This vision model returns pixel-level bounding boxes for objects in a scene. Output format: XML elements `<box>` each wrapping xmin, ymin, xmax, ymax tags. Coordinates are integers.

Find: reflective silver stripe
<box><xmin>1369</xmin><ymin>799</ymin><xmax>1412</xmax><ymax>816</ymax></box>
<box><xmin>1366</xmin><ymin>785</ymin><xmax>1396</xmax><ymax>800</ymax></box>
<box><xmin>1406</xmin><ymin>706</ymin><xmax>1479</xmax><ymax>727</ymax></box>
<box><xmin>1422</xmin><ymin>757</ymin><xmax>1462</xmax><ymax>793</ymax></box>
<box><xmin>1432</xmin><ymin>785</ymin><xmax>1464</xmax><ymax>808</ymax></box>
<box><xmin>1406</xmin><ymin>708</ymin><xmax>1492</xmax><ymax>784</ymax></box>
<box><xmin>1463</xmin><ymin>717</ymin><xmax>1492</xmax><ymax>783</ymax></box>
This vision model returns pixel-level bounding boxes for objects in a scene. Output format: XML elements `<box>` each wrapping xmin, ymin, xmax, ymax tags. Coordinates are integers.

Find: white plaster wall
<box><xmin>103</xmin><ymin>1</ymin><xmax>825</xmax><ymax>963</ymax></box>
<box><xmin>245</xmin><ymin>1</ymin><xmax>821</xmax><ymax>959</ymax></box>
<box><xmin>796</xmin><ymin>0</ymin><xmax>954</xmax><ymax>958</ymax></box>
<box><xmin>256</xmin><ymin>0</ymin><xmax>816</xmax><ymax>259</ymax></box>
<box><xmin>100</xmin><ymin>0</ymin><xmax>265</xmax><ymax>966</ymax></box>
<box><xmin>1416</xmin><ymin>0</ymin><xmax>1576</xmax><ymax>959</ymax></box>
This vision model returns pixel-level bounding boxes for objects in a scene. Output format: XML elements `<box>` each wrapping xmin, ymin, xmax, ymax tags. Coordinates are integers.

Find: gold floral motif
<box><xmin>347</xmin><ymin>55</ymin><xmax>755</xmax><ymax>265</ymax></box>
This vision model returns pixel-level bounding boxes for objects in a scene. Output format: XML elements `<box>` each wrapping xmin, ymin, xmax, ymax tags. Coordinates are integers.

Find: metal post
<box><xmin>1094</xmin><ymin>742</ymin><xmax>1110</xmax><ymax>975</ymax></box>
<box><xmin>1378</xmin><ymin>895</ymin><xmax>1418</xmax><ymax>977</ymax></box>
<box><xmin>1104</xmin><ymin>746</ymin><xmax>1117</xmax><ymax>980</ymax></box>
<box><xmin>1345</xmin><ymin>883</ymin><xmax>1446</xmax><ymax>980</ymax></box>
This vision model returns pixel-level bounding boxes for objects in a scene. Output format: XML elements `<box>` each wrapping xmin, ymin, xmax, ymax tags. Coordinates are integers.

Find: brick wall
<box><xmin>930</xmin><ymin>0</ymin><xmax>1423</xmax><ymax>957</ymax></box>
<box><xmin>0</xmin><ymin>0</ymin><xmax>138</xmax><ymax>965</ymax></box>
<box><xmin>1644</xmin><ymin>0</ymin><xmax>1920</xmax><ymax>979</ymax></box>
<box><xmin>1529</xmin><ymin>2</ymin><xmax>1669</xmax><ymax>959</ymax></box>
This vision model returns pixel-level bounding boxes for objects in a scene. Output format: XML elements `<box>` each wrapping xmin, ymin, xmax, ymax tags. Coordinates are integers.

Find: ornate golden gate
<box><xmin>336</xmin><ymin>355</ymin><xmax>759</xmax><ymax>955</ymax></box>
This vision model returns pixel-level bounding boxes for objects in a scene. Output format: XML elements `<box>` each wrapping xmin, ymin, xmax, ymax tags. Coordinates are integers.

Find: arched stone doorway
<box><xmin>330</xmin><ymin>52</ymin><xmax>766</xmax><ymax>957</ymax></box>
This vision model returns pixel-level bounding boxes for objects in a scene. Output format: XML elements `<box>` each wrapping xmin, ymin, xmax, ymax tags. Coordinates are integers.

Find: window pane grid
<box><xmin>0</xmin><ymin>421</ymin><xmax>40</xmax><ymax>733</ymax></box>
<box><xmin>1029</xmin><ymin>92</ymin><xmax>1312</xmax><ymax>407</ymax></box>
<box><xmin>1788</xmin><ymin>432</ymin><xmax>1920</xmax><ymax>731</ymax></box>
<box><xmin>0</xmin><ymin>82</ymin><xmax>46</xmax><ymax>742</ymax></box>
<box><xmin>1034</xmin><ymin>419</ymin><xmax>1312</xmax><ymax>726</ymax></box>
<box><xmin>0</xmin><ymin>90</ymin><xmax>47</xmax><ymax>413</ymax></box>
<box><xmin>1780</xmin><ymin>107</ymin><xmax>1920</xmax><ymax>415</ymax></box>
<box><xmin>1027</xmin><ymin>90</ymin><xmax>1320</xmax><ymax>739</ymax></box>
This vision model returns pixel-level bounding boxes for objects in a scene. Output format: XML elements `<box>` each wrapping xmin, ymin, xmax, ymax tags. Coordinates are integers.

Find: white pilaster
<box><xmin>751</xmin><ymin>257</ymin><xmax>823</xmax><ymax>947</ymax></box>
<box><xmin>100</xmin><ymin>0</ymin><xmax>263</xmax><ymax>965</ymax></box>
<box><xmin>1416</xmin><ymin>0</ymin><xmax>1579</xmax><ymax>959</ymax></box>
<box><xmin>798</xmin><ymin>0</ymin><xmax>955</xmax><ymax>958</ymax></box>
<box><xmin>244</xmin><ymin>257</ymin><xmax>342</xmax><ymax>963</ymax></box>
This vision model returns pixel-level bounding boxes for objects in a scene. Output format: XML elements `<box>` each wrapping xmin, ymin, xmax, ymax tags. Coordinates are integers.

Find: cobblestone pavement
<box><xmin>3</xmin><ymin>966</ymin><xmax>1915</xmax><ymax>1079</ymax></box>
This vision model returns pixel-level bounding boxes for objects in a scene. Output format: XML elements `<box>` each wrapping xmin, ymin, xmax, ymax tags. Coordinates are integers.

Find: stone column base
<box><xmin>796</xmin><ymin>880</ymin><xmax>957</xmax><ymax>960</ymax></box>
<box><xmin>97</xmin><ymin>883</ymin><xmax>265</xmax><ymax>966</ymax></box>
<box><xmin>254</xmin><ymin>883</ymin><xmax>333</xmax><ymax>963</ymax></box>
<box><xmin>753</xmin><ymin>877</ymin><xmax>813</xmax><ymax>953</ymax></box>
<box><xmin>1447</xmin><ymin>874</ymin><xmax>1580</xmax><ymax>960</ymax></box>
☆ ☆ ☆ ☆
§ TASK: Each entry above should be retyped exactly, with nothing missed.

§ ANSWER BOX:
This vision model returns pixel-level bounding boxes for objects in a scene. Output format: XML elements `<box>` each wrapping xmin, ymin, xmax, ymax tags. Coordinates are integers.

Find: reflective silver stripe
<box><xmin>1369</xmin><ymin>799</ymin><xmax>1412</xmax><ymax>816</ymax></box>
<box><xmin>1366</xmin><ymin>785</ymin><xmax>1396</xmax><ymax>800</ymax></box>
<box><xmin>1406</xmin><ymin>706</ymin><xmax>1479</xmax><ymax>727</ymax></box>
<box><xmin>1422</xmin><ymin>757</ymin><xmax>1462</xmax><ymax>793</ymax></box>
<box><xmin>1432</xmin><ymin>785</ymin><xmax>1464</xmax><ymax>808</ymax></box>
<box><xmin>1406</xmin><ymin>708</ymin><xmax>1492</xmax><ymax>784</ymax></box>
<box><xmin>1463</xmin><ymin>717</ymin><xmax>1492</xmax><ymax>783</ymax></box>
This vision model returns pixel-level bounding boxes for objects in a scene. Output format: XML elements `<box>` each wrapping xmin, ymin, xmax, ymax tags. Coordinates are integers.

Find: white plaster wall
<box><xmin>103</xmin><ymin>1</ymin><xmax>825</xmax><ymax>963</ymax></box>
<box><xmin>245</xmin><ymin>1</ymin><xmax>821</xmax><ymax>959</ymax></box>
<box><xmin>796</xmin><ymin>0</ymin><xmax>954</xmax><ymax>958</ymax></box>
<box><xmin>256</xmin><ymin>0</ymin><xmax>816</xmax><ymax>259</ymax></box>
<box><xmin>100</xmin><ymin>0</ymin><xmax>265</xmax><ymax>966</ymax></box>
<box><xmin>1416</xmin><ymin>0</ymin><xmax>1576</xmax><ymax>959</ymax></box>
This vision model returns pixel-level bounding boxes for objects in a scene. Output format: XML elements `<box>` each wrapping xmin, ymin, xmax, ymax tags. Coordinates are integers.

Find: gold floral motif
<box><xmin>347</xmin><ymin>55</ymin><xmax>755</xmax><ymax>265</ymax></box>
This vision model returns pixel-level bounding boxes for objects in a scene. Output format: XML elements `<box>` each wrapping xmin, ymin, xmax, ymax tags. Coordinates are integers.

Find: metal post
<box><xmin>1094</xmin><ymin>742</ymin><xmax>1110</xmax><ymax>975</ymax></box>
<box><xmin>1378</xmin><ymin>895</ymin><xmax>1418</xmax><ymax>977</ymax></box>
<box><xmin>1104</xmin><ymin>746</ymin><xmax>1117</xmax><ymax>980</ymax></box>
<box><xmin>1345</xmin><ymin>883</ymin><xmax>1446</xmax><ymax>980</ymax></box>
This vision model returns pixel-level bounding boxes for objects in a scene. Output format: XML elements `<box>` each wrapping xmin, ymin, xmax, ymax tags. Coordinates are integers.

Find: brick wall
<box><xmin>930</xmin><ymin>0</ymin><xmax>1423</xmax><ymax>957</ymax></box>
<box><xmin>0</xmin><ymin>0</ymin><xmax>138</xmax><ymax>965</ymax></box>
<box><xmin>1644</xmin><ymin>0</ymin><xmax>1920</xmax><ymax>979</ymax></box>
<box><xmin>1529</xmin><ymin>2</ymin><xmax>1669</xmax><ymax>959</ymax></box>
This vision model returns pixel-level bounding boxes for objects in a scene. Output format: XML elements `<box>` each wrapping xmin, ymin, xmax, ymax tags. Coordinates are integers.

Find: ornate golden gate
<box><xmin>336</xmin><ymin>355</ymin><xmax>759</xmax><ymax>955</ymax></box>
This vision model returns pixel-level bounding boxes for objects in a scene. Output format: XML elements `<box>` each wrapping xmin, ymin, xmax, ymax tags. Coordinates are integers.

Find: arched stone doorway
<box><xmin>330</xmin><ymin>52</ymin><xmax>766</xmax><ymax>957</ymax></box>
This vision model returns pixel-level bounding boxes for objects in a scene. Output format: XML elements `<box>` each wrapping xmin, ymin, xmax, ymax tags. Coordinates are integers.

Find: window pane grid
<box><xmin>0</xmin><ymin>421</ymin><xmax>40</xmax><ymax>733</ymax></box>
<box><xmin>1029</xmin><ymin>92</ymin><xmax>1312</xmax><ymax>407</ymax></box>
<box><xmin>1788</xmin><ymin>432</ymin><xmax>1920</xmax><ymax>731</ymax></box>
<box><xmin>0</xmin><ymin>82</ymin><xmax>46</xmax><ymax>742</ymax></box>
<box><xmin>1034</xmin><ymin>419</ymin><xmax>1312</xmax><ymax>726</ymax></box>
<box><xmin>0</xmin><ymin>90</ymin><xmax>47</xmax><ymax>413</ymax></box>
<box><xmin>1780</xmin><ymin>107</ymin><xmax>1920</xmax><ymax>415</ymax></box>
<box><xmin>1027</xmin><ymin>90</ymin><xmax>1320</xmax><ymax>739</ymax></box>
This vision model returns pixel-level bounding boxes for objects in a scene. Output format: XML elements `<box>` each wrapping xmin, ymin, xmax, ymax tags. Coordinates are integers.

Find: white pilaster
<box><xmin>751</xmin><ymin>257</ymin><xmax>823</xmax><ymax>947</ymax></box>
<box><xmin>100</xmin><ymin>0</ymin><xmax>263</xmax><ymax>965</ymax></box>
<box><xmin>1416</xmin><ymin>0</ymin><xmax>1579</xmax><ymax>959</ymax></box>
<box><xmin>798</xmin><ymin>0</ymin><xmax>955</xmax><ymax>958</ymax></box>
<box><xmin>244</xmin><ymin>257</ymin><xmax>342</xmax><ymax>963</ymax></box>
This vision model returns pixel-level bounding boxes for objects in a scene. Output format: XML elements `<box>` each wrapping xmin, ymin, xmax, ymax tags. Coordinates are integers.

Find: cobblestone pavement
<box><xmin>3</xmin><ymin>966</ymin><xmax>1915</xmax><ymax>1079</ymax></box>
This vision model returns pixel-level bounding boxes for objects in a scene. Output format: XML elements `<box>` each wrapping xmin, ymin, xmax, ymax tags. Coordinates are integers.

Find: stone column base
<box><xmin>796</xmin><ymin>880</ymin><xmax>957</xmax><ymax>960</ymax></box>
<box><xmin>97</xmin><ymin>883</ymin><xmax>265</xmax><ymax>966</ymax></box>
<box><xmin>254</xmin><ymin>883</ymin><xmax>333</xmax><ymax>963</ymax></box>
<box><xmin>753</xmin><ymin>877</ymin><xmax>813</xmax><ymax>953</ymax></box>
<box><xmin>1447</xmin><ymin>874</ymin><xmax>1580</xmax><ymax>960</ymax></box>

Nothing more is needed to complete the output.